[Part of a data file]
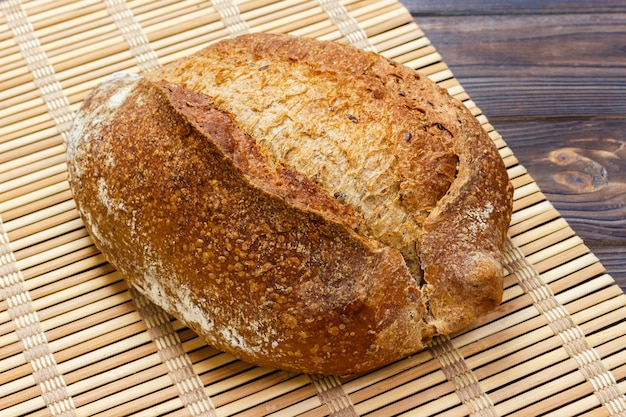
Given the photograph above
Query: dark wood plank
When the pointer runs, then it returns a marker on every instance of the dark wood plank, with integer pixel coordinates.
(581, 168)
(549, 66)
(553, 85)
(490, 7)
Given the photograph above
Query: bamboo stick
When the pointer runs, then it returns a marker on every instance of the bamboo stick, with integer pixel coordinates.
(30, 173)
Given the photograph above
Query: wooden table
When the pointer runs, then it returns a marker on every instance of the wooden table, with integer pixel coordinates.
(551, 78)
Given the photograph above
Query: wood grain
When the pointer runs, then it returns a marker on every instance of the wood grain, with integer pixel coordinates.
(551, 78)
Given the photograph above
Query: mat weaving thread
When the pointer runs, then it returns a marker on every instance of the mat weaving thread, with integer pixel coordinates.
(46, 256)
(561, 323)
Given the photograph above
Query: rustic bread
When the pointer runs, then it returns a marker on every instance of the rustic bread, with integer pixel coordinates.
(302, 205)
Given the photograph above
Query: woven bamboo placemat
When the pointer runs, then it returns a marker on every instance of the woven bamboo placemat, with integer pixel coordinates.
(75, 340)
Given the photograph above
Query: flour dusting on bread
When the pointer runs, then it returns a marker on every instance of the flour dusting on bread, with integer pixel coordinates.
(302, 205)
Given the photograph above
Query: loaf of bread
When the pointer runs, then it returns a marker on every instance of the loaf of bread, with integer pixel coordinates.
(302, 205)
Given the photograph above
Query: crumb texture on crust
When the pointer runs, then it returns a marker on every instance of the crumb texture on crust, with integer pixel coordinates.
(302, 205)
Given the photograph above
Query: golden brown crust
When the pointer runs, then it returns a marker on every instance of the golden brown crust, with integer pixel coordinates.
(273, 283)
(295, 210)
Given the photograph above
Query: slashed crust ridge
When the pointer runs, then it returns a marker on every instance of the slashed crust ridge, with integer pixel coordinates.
(256, 273)
(302, 205)
(383, 140)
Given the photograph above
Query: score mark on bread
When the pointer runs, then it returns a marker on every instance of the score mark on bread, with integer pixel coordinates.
(303, 205)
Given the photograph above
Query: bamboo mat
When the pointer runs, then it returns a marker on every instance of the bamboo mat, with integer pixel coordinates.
(75, 340)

Exercise goal:
Print the entries above exactly, taking out only the pictures.

Final result:
Given the photograph above
Query: dark wood plank
When the pointer runs, then it returns a marker on every instance of the dark wood plank, with integer pixel coordinates.
(581, 168)
(549, 66)
(553, 85)
(490, 7)
Given the photograph above
Query: bamboo stick
When the pointer runs, then it returns a marker on every instance of the bamboo stick, with integer pixel coordinates.
(30, 173)
Given the photograph above
Query: wooden table
When the pointer runs, then it returns a marker on every instance of the wooden table, with integer pixel coordinates.
(551, 78)
Given the photograph above
Query: wood grain
When the pointer runs, then it returns a marker on every instance of the wood grain, with integer pixel coordinates.
(551, 78)
Given the photograph above
Query: mat weaving thread
When the pointer runs, then it returns a marker on every instance of the mat weaving thread, with integer pixel coordinates.
(46, 256)
(561, 323)
Given the photograph above
Query: rustic bread
When the pointer runs, then it returns a marker on every instance of the rustic bread, with integer pixel coordinates.
(302, 205)
Given the photograph above
Query: woven bamboo placemat
When the pointer runs, then it returns a marker on every instance of the woven bamboo placemat, with integer pixel coordinates.
(75, 340)
Given the photograph above
Query: flour dusting on bread
When the pointer runs, then it returns a marker on every instance of the flour dusting on bread, with integer pixel coordinates.
(302, 205)
Given the photograph above
Query: loaf of bread
When the pointer runs, then it returns a marker on every instance of the loaf of bread, with integer pixel coordinates.
(302, 205)
Given the photograph above
Query: crumb texture on crust
When the pointer runs, then it returns a marker on every instance of the crumb texture on crust, with integer pixel coordinates.
(302, 205)
Given the photograph above
Query: golden brown crust
When the pointer runs, then it returns a marker on every instance of the golden brown crust, with integer pixel coordinates.
(273, 283)
(295, 210)
Given the photograph above
Query: slashed crust ridge
When the pointer runs, then it returns a marker on every instance of the slashed crust ridge, with integer pixel coordinates.
(256, 273)
(302, 205)
(383, 140)
Given the photograph above
Query: score mark on bread
When the pointer runs, then it returns a marker on every instance of the score mark on bread, with integer pixel coordinates.
(303, 205)
Given the photograph above
Query: bamboo mat
When the pointer runs, then it returns a marker on every instance of the bamboo mat, with integer pixel coordinates.
(75, 340)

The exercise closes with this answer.